Quote the entries below from the line with "Target: sky" through the line with "Target: baseball cap with logo", both ends included, and only those lines.

Stored data entries:
===============

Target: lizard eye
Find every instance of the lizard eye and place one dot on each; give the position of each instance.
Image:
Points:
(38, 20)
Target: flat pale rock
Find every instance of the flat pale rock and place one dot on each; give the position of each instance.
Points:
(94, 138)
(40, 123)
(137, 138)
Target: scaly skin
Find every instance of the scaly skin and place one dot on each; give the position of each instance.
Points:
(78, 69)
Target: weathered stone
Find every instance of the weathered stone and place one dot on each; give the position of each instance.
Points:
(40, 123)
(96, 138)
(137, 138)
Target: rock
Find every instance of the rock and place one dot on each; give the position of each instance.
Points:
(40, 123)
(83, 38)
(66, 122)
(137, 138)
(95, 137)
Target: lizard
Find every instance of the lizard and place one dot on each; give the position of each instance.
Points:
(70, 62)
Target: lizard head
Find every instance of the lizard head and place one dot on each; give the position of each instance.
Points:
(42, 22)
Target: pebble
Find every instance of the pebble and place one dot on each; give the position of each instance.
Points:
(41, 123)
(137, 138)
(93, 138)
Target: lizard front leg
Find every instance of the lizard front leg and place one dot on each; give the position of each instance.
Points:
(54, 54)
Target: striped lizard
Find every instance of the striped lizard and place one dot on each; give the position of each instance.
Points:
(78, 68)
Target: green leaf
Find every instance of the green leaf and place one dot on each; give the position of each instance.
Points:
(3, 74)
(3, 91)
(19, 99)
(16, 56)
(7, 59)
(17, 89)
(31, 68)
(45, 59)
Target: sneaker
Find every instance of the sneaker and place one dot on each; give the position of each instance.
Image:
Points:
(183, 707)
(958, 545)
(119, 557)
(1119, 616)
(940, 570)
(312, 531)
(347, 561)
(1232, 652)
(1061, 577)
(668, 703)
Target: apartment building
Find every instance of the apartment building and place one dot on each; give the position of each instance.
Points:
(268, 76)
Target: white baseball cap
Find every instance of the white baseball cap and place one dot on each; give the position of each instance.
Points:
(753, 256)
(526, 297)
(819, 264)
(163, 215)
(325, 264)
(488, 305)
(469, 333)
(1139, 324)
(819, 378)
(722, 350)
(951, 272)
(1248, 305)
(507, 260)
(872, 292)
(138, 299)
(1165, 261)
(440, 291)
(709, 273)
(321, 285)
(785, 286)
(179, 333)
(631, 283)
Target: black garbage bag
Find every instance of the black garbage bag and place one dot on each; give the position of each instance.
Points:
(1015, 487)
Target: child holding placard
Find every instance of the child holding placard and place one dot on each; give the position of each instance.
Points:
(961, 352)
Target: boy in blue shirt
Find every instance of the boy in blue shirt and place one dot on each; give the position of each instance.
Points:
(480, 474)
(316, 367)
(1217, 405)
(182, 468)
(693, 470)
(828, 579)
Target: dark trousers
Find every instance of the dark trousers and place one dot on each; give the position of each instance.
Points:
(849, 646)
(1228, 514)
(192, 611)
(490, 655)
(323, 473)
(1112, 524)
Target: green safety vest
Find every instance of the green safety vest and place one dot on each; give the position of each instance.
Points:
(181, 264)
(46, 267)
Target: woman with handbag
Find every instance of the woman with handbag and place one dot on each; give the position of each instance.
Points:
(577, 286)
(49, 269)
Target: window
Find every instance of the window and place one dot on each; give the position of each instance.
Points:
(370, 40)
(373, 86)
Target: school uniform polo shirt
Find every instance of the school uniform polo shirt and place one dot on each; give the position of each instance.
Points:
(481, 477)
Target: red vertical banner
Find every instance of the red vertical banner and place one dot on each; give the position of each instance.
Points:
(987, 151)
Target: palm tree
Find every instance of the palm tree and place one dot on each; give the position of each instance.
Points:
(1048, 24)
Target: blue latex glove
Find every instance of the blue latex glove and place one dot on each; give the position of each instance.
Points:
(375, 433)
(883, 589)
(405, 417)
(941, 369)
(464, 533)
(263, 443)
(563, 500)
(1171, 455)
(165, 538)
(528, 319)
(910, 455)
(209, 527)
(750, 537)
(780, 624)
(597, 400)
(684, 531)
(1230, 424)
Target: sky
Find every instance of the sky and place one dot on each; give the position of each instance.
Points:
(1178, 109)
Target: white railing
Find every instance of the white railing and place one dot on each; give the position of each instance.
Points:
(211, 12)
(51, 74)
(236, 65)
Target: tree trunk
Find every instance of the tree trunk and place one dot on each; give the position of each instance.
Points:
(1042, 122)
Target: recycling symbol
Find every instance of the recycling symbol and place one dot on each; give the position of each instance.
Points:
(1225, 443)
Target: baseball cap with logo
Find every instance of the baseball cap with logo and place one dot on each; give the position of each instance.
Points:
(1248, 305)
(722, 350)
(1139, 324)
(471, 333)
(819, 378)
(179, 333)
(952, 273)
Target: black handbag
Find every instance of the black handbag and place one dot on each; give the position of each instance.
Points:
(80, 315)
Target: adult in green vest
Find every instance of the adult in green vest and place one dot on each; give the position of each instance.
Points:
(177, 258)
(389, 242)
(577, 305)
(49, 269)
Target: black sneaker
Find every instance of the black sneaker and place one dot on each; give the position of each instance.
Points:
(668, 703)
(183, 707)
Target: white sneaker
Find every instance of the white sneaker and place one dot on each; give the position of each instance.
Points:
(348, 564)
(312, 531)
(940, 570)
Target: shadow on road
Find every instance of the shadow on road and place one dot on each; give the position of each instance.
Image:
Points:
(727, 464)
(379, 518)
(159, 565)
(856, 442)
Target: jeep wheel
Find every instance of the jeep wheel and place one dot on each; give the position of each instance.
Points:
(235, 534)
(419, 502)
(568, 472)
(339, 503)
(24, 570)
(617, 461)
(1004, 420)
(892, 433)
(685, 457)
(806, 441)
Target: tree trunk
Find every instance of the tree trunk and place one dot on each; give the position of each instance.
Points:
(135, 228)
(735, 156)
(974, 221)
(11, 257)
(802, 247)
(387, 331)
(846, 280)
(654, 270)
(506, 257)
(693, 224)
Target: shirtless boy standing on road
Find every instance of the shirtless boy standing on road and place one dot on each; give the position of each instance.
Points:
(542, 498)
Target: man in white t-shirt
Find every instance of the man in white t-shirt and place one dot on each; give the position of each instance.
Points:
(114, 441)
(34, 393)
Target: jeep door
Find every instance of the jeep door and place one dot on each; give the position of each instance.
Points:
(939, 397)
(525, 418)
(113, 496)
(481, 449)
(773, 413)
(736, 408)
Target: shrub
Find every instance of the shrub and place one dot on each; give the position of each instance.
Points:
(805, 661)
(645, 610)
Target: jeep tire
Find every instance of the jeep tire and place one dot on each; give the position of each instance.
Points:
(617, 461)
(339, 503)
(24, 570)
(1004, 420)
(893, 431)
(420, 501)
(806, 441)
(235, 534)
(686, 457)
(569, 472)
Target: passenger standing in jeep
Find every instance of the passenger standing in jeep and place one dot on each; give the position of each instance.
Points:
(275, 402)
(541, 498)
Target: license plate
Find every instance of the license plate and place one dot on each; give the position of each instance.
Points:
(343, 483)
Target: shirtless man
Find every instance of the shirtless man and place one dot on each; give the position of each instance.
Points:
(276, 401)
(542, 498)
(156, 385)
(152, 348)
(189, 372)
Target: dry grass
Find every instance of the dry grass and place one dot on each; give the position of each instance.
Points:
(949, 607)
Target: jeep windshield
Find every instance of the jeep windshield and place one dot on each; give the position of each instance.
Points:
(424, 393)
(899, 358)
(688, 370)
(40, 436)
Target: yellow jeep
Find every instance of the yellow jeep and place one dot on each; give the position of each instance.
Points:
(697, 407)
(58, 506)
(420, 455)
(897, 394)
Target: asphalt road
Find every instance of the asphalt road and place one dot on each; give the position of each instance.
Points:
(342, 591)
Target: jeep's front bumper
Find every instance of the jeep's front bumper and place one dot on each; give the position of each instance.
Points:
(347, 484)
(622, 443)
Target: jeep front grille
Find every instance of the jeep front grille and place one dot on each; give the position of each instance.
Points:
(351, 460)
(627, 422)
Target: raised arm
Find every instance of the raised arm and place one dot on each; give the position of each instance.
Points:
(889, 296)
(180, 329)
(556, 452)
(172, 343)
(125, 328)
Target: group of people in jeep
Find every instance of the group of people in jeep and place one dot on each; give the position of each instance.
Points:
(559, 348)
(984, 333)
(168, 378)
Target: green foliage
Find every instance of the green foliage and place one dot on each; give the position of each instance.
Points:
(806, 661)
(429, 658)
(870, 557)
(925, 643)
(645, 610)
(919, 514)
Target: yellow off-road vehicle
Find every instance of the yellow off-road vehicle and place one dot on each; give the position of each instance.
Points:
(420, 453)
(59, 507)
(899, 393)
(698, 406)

===============

FINAL ANSWER:
Target: sky
Find every instance of the sky and place one dot on each; give the position of each instance.
Points:
(1178, 109)
Target: white railing
Find every instance of the white railing and place one dot on each; give the position of each instance.
Points:
(211, 12)
(51, 74)
(236, 65)
Target: tree trunk
Find every instance of the tree trunk and place one dot on each; give the position of each instance.
Points:
(1042, 122)
Target: recycling symbol
Find every instance of the recycling symbol and place one dot on each; give the position of each instance.
Points:
(1225, 443)
Target: baseball cap with logo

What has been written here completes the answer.